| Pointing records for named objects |
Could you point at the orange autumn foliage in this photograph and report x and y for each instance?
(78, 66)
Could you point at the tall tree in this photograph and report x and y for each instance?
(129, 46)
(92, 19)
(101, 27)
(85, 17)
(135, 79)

| Exercise requirements |
Retype every item above line for line, changing nothing.

| Result |
Could you point at the orange autumn foliage in this photograph and report x and y for each instance?
(78, 66)
Could you point at the tall tree in this photograph and report x and y for each instance?
(129, 46)
(92, 19)
(101, 27)
(85, 17)
(135, 79)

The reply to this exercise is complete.